[START]
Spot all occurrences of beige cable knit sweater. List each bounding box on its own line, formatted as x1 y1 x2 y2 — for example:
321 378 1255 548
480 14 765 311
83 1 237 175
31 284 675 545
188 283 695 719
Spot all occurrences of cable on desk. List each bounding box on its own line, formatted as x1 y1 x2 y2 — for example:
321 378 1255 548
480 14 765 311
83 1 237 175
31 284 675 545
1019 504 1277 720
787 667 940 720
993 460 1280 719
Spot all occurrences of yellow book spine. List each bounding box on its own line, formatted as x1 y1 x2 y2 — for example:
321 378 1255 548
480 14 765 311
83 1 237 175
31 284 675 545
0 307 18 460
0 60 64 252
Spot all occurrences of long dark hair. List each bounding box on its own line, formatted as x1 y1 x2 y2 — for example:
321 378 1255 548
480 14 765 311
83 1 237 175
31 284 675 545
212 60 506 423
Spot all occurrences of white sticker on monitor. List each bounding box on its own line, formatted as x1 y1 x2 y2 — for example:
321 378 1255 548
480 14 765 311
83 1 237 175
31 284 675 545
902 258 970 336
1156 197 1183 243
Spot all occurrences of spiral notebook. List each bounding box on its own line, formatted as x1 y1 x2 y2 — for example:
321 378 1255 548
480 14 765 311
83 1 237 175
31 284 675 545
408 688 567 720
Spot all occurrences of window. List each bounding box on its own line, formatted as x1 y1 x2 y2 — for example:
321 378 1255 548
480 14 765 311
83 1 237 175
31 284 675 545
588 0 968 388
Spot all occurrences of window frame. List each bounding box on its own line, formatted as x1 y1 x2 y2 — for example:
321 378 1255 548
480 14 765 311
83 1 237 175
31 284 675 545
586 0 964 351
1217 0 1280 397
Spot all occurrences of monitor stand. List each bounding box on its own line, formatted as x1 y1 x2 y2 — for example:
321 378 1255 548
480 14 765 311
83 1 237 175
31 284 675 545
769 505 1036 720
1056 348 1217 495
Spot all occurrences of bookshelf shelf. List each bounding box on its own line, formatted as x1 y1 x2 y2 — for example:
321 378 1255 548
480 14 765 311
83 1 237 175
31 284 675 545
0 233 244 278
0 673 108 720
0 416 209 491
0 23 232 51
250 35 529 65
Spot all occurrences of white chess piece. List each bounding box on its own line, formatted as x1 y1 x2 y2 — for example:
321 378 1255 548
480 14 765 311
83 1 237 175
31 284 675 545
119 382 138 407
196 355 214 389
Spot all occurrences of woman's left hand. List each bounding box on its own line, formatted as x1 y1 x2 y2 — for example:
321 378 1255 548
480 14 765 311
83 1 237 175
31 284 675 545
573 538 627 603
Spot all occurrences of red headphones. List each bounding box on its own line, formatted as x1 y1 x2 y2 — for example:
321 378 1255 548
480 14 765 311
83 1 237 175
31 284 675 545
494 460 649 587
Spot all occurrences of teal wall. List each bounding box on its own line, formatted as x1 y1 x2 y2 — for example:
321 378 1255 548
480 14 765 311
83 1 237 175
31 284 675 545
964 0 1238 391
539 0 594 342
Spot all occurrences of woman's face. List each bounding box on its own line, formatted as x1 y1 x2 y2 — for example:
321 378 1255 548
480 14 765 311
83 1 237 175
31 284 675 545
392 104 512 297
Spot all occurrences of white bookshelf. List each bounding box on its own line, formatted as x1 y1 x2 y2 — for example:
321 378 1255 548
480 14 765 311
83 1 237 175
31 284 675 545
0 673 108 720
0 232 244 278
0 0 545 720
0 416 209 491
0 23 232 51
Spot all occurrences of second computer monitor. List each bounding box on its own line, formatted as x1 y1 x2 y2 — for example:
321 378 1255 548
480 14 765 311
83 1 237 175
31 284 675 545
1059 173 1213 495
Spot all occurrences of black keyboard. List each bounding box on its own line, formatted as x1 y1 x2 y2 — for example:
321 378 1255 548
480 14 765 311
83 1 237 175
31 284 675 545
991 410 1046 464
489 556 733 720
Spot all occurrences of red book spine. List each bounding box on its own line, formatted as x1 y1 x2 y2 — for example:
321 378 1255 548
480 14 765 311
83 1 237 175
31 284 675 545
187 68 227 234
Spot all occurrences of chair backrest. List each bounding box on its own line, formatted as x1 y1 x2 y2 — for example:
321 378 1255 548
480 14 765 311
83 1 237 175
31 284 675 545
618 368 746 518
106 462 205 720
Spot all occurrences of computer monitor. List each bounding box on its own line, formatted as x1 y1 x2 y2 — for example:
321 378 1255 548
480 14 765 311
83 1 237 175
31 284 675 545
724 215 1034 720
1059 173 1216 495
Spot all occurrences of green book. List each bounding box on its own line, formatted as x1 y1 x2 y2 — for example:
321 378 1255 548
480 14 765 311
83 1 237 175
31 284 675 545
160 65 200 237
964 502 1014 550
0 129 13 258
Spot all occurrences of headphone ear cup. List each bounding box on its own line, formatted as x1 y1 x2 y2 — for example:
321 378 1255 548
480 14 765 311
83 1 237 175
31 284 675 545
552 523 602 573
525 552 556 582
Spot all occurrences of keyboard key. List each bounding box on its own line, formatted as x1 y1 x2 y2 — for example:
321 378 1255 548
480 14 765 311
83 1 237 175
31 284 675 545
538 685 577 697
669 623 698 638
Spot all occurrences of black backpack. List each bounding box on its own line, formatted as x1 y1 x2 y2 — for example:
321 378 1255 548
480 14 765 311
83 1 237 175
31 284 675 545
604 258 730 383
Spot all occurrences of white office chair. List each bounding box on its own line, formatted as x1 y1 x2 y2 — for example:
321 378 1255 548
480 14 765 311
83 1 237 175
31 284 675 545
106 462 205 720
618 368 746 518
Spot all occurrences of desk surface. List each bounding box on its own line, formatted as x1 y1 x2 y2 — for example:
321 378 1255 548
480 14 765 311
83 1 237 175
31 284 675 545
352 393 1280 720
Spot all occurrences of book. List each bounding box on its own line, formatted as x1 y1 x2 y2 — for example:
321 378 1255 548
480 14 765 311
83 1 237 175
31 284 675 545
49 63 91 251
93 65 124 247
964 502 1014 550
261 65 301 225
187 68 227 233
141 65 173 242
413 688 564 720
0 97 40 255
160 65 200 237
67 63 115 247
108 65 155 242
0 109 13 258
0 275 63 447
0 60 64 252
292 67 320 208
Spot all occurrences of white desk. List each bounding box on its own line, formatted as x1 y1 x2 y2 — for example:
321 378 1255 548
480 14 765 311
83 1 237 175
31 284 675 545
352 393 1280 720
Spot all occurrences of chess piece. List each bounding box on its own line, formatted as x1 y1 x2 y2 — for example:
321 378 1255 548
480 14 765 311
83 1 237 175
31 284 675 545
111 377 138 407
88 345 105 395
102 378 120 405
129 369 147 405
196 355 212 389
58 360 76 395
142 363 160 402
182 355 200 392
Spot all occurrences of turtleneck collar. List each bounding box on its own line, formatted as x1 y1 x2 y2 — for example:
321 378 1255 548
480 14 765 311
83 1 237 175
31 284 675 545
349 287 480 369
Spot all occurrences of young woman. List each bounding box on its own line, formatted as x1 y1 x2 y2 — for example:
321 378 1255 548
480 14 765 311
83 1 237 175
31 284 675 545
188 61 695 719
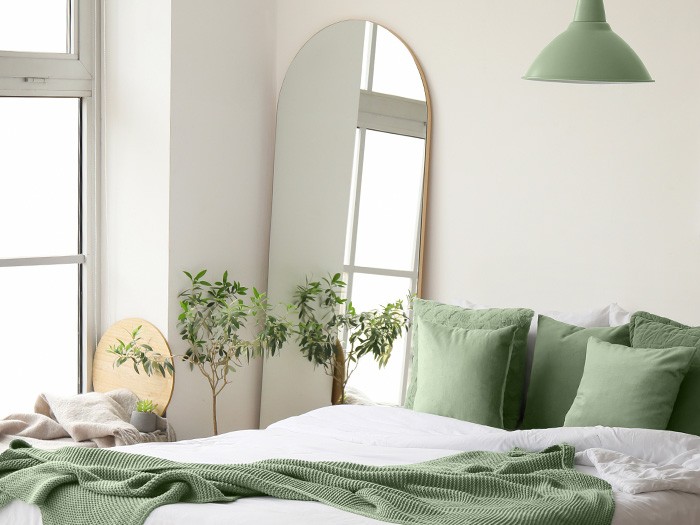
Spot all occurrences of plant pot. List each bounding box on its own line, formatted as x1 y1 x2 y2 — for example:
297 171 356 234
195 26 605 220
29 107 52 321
131 410 158 433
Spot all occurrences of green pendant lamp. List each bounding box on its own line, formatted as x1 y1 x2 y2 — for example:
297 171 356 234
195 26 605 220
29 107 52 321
523 0 654 84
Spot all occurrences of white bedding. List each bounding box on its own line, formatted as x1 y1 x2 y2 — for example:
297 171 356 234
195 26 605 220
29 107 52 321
0 406 700 525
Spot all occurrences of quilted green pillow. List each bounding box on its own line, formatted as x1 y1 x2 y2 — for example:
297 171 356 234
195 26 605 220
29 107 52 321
522 315 630 429
564 337 697 430
413 319 518 428
630 312 700 436
404 299 535 430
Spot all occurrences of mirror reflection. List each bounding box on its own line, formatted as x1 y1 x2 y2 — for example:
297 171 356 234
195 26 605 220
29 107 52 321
261 21 429 425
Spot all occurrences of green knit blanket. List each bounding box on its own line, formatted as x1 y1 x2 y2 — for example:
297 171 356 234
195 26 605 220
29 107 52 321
0 440 615 525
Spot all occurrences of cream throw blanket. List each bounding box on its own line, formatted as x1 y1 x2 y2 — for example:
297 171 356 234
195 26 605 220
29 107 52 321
0 388 175 448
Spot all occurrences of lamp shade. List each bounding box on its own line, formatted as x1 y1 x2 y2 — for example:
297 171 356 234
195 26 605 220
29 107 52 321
523 0 654 84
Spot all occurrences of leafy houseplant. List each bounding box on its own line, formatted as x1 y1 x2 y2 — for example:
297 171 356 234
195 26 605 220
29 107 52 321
107 325 173 377
294 273 408 405
178 270 291 434
131 399 158 432
110 270 291 434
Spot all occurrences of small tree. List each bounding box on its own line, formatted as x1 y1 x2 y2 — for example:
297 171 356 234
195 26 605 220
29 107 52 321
294 273 408 405
109 270 291 434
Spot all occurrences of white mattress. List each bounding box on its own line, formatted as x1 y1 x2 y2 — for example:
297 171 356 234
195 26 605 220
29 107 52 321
0 406 700 525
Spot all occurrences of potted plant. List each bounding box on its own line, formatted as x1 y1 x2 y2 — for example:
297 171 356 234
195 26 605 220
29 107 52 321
294 273 408 405
131 399 158 432
110 270 291 434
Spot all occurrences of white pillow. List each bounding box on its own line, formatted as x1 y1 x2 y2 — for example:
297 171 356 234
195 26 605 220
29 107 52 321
610 303 632 326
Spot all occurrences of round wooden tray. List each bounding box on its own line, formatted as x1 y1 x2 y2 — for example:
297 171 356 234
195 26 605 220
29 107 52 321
92 318 175 416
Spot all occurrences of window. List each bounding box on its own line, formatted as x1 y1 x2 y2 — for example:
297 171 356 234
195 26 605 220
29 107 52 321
345 23 427 403
0 0 99 417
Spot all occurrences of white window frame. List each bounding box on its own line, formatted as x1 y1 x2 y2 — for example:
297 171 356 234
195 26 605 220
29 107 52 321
0 0 102 392
343 24 428 402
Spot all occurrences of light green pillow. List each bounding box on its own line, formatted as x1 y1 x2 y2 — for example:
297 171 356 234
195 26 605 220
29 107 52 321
522 315 630 428
413 319 518 428
564 337 696 430
404 299 534 430
630 312 700 436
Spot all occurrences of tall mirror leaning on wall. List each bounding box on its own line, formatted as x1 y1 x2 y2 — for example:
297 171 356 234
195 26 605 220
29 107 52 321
261 20 431 426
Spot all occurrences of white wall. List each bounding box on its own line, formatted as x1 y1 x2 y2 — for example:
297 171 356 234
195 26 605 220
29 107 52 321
264 0 700 423
277 0 700 323
102 0 275 438
260 22 365 427
98 0 170 333
168 0 275 437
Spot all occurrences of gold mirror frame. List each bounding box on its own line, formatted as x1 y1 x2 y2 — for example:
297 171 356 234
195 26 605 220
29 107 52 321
260 20 433 427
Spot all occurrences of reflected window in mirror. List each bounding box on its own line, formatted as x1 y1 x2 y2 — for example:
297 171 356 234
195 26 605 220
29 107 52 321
344 22 427 404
[END]
→ **EXERCISE DETAILS**
Reproduce the lines of the records from the line containing "Spot all occurrences of gold" up to and including the line containing "260 20 433 427", without changing anything.

→ **OUTPUT OF THE TASK**
Spot all occurrences of gold mirror frame. List each bounding box on its own line, formatted as x1 y1 x2 y2 — for example:
297 171 356 234
195 26 605 220
29 107 52 321
260 20 433 427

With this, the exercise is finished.